Your task » The whole listing should come back exactly as written, except for the pictures.

Data section »
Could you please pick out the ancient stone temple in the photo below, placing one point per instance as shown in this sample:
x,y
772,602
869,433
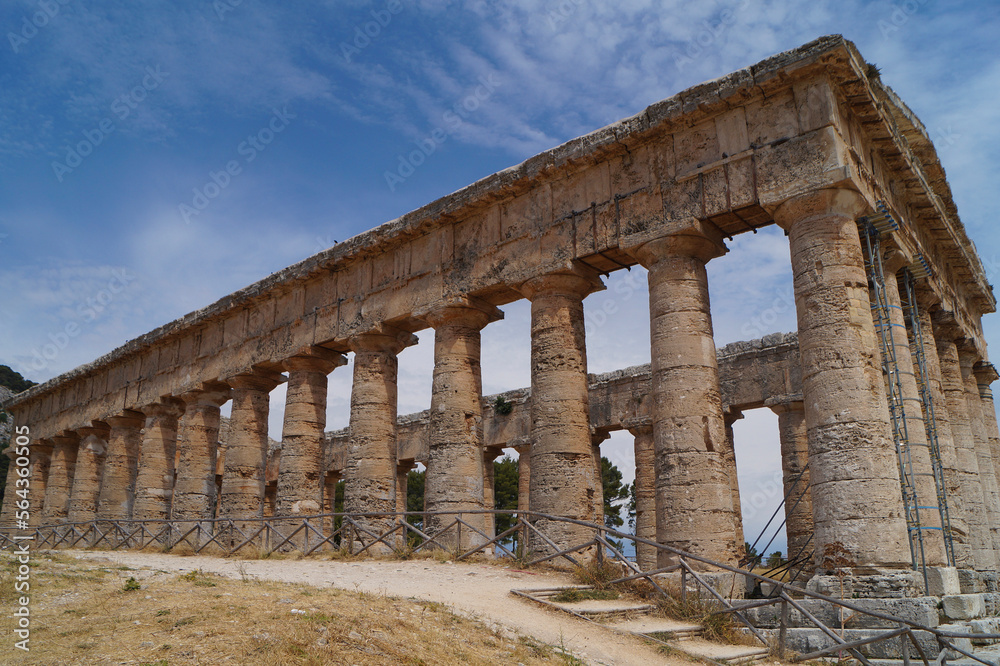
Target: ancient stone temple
x,y
882,394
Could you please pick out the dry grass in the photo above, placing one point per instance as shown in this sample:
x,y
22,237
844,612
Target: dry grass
x,y
81,614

Answer below »
Could you please pick out the ancient stone temple in the photo below, placing one point per instance as shown in this sample:
x,y
772,602
869,433
Target: ancient stone temple
x,y
882,394
Could you please pick out the dry grass in the photo above, placing one point per instance as shown in this sample:
x,y
22,237
844,612
Target: dry grass
x,y
81,614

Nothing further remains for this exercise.